Return every line from the records below that contains the word "glass", treating uppercase and lowercase letters as different.

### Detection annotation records
◇ ◇ ◇ ◇ ◇

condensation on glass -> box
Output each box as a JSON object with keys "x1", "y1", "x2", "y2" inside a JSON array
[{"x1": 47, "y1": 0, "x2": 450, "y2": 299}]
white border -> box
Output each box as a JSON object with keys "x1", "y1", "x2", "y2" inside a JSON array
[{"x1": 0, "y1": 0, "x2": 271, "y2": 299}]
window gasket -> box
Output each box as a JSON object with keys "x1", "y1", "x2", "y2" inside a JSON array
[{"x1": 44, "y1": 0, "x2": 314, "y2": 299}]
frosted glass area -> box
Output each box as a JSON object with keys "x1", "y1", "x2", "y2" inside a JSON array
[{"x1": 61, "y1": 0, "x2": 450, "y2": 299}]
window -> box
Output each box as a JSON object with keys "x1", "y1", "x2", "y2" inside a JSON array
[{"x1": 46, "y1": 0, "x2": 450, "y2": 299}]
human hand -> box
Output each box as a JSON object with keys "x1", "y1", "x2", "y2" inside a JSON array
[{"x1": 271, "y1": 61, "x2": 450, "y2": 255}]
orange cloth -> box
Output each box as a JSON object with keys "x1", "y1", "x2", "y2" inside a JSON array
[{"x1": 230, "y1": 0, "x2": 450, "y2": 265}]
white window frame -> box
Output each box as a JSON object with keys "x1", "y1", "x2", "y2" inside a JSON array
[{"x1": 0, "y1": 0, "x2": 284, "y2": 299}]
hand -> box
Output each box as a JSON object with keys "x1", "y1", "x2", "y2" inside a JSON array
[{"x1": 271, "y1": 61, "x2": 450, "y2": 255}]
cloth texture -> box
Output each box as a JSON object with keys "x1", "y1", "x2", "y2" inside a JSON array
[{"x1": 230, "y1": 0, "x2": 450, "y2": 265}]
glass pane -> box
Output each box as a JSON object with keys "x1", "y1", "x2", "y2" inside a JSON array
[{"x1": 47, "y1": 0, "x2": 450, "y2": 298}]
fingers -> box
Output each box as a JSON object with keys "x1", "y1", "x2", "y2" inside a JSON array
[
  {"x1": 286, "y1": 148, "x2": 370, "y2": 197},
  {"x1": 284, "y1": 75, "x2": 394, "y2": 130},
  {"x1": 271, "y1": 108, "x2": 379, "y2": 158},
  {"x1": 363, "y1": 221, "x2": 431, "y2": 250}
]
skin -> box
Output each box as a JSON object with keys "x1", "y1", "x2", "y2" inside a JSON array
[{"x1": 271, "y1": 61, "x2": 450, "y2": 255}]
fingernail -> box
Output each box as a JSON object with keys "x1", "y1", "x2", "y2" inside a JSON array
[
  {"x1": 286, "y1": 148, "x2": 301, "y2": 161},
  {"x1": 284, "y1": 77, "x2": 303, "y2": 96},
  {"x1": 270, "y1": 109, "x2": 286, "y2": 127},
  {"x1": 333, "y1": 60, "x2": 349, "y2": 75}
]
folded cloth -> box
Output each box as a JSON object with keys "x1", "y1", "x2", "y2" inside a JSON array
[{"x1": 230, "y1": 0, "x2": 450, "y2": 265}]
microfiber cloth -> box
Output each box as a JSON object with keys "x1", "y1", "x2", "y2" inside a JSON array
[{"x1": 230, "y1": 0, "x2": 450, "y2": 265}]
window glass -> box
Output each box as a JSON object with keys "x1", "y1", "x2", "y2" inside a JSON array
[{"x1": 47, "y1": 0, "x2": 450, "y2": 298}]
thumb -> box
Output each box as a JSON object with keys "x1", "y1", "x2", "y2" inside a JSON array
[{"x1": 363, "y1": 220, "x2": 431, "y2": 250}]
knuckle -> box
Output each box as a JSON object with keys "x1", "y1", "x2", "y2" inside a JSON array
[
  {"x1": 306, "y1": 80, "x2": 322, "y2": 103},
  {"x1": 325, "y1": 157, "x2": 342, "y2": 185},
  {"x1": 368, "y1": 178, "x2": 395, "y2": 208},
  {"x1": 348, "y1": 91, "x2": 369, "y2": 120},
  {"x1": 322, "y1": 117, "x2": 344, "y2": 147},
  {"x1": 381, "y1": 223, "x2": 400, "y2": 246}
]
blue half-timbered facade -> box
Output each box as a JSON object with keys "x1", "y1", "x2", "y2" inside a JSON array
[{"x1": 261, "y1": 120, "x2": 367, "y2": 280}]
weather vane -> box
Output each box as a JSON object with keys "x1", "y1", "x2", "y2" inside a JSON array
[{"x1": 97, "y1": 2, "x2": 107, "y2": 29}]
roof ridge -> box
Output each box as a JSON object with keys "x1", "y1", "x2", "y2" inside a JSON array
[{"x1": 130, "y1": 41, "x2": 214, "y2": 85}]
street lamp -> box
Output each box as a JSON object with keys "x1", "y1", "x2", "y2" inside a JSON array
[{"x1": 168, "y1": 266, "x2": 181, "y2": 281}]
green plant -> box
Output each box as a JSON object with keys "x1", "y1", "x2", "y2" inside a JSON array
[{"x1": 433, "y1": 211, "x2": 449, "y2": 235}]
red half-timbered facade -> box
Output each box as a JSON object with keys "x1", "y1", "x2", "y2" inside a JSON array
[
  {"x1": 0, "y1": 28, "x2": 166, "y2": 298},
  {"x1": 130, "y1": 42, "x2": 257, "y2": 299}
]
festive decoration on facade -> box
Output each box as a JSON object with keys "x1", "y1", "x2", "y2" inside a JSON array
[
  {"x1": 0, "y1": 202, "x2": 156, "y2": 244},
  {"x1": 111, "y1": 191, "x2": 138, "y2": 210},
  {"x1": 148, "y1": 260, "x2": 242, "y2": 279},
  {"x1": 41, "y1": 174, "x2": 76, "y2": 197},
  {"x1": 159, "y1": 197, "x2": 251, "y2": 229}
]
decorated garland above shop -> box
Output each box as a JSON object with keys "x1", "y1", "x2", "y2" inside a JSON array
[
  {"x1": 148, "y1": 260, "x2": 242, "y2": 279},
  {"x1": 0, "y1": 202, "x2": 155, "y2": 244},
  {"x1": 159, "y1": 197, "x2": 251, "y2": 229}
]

◇ ◇ ◇ ◇ ◇

### The completed task
condensation on glass -> box
frosted glass area -> box
glass pane -> box
window glass -> box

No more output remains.